Task statement:
Gather every line of the data below that contains the word "necktie".

Record extracts:

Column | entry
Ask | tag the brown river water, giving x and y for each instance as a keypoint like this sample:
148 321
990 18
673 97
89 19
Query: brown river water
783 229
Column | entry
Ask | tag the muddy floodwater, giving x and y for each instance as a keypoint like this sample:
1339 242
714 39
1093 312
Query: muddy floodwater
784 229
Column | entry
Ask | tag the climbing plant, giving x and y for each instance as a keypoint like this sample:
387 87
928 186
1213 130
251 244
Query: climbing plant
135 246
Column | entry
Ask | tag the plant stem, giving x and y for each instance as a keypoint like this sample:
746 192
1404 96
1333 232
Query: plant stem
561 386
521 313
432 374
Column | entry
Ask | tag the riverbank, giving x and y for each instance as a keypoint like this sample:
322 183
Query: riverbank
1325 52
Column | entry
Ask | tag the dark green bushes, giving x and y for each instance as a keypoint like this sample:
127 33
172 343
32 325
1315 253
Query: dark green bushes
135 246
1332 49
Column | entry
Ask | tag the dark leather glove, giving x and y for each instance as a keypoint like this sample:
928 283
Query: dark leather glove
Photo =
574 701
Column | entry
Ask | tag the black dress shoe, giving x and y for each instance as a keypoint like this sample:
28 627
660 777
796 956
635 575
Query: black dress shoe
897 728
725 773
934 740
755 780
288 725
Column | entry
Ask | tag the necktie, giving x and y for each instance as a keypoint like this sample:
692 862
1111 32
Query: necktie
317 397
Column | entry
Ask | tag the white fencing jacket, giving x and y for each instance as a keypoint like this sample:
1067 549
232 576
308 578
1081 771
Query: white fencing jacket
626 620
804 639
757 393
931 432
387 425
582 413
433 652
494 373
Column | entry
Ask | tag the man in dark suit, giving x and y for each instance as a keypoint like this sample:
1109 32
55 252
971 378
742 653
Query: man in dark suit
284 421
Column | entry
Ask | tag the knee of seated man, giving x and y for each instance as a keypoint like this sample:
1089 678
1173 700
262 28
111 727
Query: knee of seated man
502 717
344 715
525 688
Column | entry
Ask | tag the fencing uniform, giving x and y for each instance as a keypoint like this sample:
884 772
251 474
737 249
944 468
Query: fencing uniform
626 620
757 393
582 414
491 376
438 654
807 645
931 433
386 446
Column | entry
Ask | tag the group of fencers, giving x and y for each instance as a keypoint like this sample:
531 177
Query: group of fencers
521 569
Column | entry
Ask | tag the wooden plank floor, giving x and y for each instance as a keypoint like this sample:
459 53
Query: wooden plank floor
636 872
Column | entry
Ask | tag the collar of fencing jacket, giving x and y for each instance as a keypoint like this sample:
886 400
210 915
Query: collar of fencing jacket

Exercise solution:
Ask | tag the necktie, giving x and y for each instance as a keypoint like this sample:
Query: necktie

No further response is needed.